GOAL OF THE EXERCISE:
Go through the data and copy each line where the string "dark" appears.

Data entries:
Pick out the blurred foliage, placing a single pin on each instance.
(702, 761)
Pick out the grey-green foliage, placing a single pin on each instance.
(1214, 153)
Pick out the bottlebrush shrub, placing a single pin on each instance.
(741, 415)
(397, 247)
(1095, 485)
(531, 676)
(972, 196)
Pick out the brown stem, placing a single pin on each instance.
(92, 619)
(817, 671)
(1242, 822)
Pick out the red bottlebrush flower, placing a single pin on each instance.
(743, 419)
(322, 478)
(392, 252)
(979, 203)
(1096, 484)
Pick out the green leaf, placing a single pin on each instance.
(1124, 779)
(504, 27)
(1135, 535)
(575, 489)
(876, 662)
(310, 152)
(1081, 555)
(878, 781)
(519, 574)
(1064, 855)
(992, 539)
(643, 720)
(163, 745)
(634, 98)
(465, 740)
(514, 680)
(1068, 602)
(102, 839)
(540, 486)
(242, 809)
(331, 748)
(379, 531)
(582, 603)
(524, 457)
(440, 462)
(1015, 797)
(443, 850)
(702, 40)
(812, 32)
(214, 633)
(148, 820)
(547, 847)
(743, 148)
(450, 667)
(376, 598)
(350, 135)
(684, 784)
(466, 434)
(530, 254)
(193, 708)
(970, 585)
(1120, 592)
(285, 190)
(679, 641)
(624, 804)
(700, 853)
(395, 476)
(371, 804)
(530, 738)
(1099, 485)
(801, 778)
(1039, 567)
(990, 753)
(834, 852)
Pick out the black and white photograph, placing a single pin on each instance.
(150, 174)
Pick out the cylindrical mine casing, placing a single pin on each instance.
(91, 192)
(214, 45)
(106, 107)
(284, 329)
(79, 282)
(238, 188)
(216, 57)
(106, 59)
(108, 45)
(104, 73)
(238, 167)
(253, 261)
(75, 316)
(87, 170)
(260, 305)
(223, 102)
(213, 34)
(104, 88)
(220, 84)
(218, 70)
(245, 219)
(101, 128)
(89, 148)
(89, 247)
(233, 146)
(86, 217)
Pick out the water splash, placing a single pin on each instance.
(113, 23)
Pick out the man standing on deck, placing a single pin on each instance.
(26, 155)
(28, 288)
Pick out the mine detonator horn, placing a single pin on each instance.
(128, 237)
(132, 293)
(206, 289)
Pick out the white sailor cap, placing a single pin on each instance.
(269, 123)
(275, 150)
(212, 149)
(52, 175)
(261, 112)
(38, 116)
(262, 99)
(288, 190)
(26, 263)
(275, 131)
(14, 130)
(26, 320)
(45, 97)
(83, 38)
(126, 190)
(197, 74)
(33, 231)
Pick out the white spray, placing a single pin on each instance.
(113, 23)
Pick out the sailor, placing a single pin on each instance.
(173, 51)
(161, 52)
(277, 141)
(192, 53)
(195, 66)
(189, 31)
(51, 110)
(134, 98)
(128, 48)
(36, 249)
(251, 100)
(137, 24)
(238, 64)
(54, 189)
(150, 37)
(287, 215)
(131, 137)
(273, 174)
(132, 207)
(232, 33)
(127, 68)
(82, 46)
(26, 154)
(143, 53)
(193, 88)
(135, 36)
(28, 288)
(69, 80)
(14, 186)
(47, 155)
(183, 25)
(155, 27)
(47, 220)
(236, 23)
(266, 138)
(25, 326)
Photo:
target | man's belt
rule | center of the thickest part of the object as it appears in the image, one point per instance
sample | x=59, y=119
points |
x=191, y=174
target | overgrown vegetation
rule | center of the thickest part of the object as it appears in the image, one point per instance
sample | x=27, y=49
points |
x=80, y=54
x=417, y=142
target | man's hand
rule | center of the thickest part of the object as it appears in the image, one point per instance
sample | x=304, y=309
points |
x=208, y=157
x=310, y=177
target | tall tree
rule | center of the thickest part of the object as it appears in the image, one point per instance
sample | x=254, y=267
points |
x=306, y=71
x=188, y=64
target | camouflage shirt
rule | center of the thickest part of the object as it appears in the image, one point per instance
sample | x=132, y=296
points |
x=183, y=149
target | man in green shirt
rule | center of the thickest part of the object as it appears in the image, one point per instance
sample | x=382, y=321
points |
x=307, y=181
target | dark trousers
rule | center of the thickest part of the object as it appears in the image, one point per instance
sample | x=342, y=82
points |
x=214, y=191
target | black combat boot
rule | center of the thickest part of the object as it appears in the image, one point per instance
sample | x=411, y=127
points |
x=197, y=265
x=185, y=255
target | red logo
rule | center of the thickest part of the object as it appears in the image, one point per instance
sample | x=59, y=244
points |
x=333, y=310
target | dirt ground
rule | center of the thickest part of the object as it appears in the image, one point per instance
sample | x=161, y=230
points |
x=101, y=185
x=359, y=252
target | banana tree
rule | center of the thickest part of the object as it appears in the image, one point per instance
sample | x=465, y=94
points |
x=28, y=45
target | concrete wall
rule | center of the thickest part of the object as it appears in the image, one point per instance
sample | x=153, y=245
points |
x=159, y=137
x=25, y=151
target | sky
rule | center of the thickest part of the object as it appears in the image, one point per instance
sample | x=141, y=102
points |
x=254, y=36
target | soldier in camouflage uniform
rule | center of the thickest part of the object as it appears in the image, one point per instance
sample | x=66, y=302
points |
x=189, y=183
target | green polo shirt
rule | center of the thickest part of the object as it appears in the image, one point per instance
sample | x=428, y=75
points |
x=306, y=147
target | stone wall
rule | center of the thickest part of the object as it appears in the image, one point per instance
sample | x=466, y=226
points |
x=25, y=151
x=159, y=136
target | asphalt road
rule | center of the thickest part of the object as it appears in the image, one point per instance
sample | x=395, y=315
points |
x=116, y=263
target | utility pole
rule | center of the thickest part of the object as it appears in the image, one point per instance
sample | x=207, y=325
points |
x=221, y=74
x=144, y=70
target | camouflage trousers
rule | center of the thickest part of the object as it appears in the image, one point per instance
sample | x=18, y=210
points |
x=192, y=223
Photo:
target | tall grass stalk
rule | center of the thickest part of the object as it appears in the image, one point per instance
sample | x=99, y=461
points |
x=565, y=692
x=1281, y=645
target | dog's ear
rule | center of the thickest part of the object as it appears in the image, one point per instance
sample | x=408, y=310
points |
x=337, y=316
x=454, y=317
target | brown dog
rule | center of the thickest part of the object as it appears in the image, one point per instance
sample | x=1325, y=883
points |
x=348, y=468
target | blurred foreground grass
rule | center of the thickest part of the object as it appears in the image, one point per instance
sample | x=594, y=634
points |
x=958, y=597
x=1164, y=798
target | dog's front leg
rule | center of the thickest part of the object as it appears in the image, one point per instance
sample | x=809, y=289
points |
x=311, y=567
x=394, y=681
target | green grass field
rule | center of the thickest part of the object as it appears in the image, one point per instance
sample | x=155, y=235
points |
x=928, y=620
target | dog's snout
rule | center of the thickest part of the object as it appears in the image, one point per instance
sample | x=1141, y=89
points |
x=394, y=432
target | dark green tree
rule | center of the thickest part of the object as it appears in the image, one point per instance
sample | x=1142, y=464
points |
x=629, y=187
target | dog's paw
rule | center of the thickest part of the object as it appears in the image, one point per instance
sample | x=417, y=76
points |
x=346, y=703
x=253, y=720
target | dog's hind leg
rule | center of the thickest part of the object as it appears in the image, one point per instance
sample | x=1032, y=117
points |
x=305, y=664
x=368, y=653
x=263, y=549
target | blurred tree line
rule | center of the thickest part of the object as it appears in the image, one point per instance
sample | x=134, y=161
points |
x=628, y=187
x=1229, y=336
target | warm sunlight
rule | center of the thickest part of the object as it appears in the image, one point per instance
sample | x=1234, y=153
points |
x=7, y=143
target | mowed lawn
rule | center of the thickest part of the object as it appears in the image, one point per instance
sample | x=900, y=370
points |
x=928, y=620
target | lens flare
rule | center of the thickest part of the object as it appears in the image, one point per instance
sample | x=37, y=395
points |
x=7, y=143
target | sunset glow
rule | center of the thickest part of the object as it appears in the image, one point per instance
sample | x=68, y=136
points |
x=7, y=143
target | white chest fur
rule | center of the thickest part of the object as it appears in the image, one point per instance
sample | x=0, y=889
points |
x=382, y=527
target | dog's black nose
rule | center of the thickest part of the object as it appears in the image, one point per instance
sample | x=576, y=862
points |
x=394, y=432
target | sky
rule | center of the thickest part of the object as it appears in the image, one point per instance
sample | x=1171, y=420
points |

EXERCISE SOLUTION:
target | dark trousers
target | dark green tree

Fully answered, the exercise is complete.